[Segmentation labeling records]
******

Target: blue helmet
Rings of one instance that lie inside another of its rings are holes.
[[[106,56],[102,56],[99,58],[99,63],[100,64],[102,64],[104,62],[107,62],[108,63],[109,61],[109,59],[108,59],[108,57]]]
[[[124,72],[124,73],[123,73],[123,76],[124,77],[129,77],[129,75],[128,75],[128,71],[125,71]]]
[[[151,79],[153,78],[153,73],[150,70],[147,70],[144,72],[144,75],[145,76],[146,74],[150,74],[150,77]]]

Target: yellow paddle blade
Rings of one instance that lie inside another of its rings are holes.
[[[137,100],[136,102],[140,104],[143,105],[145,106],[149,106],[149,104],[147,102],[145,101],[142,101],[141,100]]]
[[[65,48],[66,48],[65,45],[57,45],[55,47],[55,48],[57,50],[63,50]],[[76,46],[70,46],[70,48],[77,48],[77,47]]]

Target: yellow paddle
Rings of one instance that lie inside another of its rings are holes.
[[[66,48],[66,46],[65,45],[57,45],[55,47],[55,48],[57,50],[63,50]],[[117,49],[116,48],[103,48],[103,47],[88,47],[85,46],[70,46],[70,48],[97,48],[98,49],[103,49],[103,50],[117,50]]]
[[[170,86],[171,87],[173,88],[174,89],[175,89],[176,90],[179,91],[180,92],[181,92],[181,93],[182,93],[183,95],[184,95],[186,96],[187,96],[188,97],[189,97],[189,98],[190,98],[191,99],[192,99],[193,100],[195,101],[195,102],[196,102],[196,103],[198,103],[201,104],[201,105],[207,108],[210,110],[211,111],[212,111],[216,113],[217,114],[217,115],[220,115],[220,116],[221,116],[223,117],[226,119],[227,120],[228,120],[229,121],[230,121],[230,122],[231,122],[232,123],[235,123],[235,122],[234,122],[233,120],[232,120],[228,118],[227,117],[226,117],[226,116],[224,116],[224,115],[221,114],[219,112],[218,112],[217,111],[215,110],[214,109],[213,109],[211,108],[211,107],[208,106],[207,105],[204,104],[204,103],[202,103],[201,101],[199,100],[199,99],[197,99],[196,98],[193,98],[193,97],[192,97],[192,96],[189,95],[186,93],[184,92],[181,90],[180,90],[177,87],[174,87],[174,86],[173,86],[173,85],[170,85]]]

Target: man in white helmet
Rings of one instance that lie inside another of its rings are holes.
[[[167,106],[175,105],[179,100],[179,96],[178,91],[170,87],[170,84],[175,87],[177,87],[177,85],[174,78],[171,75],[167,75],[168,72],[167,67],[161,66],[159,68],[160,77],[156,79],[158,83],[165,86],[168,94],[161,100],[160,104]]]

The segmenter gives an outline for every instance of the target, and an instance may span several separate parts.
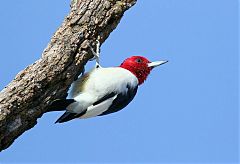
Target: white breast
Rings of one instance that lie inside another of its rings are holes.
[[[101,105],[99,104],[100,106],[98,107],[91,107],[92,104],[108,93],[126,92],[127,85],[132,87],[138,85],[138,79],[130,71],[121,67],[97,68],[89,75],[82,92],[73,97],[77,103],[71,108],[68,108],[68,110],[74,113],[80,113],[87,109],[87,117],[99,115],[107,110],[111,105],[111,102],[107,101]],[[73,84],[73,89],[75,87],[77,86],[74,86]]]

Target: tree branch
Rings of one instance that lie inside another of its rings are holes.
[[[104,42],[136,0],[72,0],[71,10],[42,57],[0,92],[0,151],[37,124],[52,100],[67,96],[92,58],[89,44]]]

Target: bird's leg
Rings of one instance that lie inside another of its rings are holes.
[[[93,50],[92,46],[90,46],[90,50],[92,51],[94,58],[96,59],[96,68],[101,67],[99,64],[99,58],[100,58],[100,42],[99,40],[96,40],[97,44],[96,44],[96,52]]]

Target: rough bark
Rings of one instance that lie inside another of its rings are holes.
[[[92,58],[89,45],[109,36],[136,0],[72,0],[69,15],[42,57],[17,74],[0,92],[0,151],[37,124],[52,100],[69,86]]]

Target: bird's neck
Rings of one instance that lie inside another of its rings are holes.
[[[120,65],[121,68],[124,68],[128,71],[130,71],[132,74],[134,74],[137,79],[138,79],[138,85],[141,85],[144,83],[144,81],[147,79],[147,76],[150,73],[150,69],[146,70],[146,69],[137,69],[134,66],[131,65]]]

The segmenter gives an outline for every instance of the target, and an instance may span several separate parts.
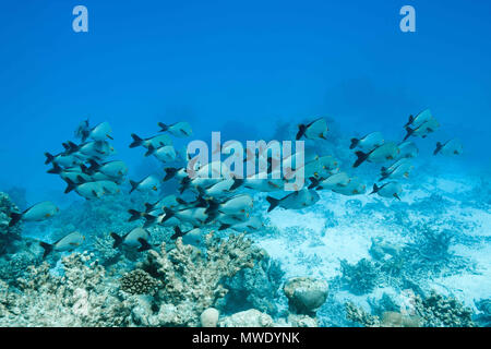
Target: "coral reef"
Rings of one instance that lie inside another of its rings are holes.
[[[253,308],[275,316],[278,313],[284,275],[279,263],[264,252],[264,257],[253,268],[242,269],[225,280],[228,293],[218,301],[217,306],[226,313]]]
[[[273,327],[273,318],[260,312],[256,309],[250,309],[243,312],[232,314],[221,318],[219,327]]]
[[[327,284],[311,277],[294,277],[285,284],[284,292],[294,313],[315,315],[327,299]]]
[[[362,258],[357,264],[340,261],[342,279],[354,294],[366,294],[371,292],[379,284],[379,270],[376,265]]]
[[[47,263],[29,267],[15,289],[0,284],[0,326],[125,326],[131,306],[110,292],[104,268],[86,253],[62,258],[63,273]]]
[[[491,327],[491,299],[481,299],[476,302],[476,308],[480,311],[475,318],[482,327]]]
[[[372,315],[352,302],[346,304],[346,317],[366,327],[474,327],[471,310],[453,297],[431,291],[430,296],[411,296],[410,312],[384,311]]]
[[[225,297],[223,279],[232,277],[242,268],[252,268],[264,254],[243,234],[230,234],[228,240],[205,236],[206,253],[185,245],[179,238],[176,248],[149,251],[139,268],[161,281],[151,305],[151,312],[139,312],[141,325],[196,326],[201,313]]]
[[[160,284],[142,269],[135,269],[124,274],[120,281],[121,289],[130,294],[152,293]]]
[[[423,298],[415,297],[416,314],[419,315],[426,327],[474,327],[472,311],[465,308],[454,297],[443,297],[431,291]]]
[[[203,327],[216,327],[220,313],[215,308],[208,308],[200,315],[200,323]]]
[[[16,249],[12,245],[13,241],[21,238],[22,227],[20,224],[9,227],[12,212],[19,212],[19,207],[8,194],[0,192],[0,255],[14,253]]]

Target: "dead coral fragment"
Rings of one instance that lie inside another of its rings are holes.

******

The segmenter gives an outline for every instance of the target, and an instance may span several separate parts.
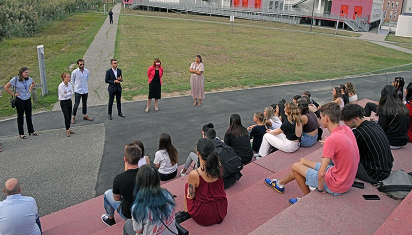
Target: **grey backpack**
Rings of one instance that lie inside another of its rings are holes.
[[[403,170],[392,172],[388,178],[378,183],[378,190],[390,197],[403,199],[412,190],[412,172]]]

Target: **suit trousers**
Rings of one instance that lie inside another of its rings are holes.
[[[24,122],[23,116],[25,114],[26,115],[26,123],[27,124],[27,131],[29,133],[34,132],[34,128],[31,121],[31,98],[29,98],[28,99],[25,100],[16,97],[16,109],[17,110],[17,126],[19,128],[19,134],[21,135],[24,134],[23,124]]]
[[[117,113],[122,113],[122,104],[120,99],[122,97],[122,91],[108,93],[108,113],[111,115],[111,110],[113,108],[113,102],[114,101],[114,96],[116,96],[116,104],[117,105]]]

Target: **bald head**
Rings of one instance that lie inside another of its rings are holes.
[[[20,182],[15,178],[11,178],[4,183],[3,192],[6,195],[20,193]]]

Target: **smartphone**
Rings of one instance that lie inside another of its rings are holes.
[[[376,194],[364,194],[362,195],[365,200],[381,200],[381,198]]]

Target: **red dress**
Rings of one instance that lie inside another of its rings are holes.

******

__Exercise requirements__
Change "bald head" to "shaved head" in the lines from the one containing "Target: **bald head**" through the one containing "[[[20,182],[15,178],[11,178],[4,183],[3,192],[6,195],[20,193]]]", and write out only those lines with everything else left as it is.

__The output__
Target: **shaved head**
Rings of one instance that lie inside another of its rings are holes.
[[[20,182],[15,178],[11,178],[4,183],[3,192],[6,195],[20,193]]]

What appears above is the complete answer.